Print out the data below in full and exactly, skipping the pictures.

*** DATA SECTION Section Begins ***

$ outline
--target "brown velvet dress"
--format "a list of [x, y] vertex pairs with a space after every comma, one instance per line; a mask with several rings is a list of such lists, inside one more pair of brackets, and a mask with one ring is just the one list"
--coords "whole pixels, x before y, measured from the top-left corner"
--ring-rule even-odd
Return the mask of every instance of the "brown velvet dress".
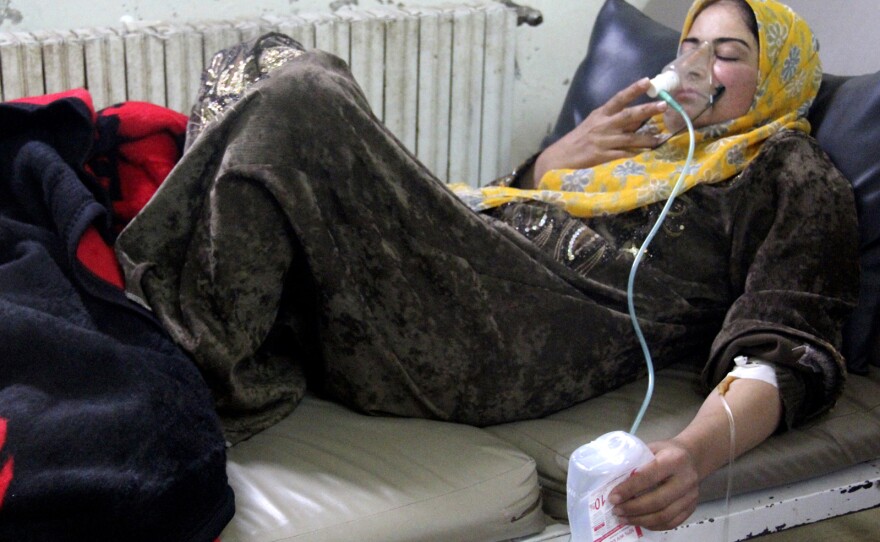
[[[830, 406], [857, 293], [849, 183], [815, 142], [774, 137], [735, 179], [682, 195], [636, 308], [659, 367], [707, 382], [736, 354], [803, 375], [795, 419]], [[659, 213], [477, 214], [377, 121], [335, 57], [251, 85], [120, 236], [132, 297], [210, 385], [227, 437], [306, 392], [381, 414], [486, 425], [631, 381], [644, 360], [626, 280]]]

*** DATA SECTION Section Ends ***

**WRITTEN ANSWER**
$ outline
--target "brown velvet dress"
--format "a list of [x, y] vertex pairs with a space after every comma, one instance per line; a mask with several rings is a list of such lists, inside one more pair of brackets, and a mask with one ring is just the one list"
--coords "whole pixels, x before y, measured from the top-left corner"
--ring-rule even-odd
Return the mask of every instance of the "brown velvet dress".
[[[830, 406], [857, 293], [849, 183], [815, 142], [774, 137], [735, 179], [682, 195], [636, 308], [659, 367], [707, 382], [736, 354], [803, 375], [795, 419]], [[659, 213], [477, 214], [377, 121], [335, 57], [251, 85], [120, 236], [132, 297], [210, 385], [227, 437], [306, 392], [381, 414], [486, 425], [631, 381], [644, 360], [626, 280]]]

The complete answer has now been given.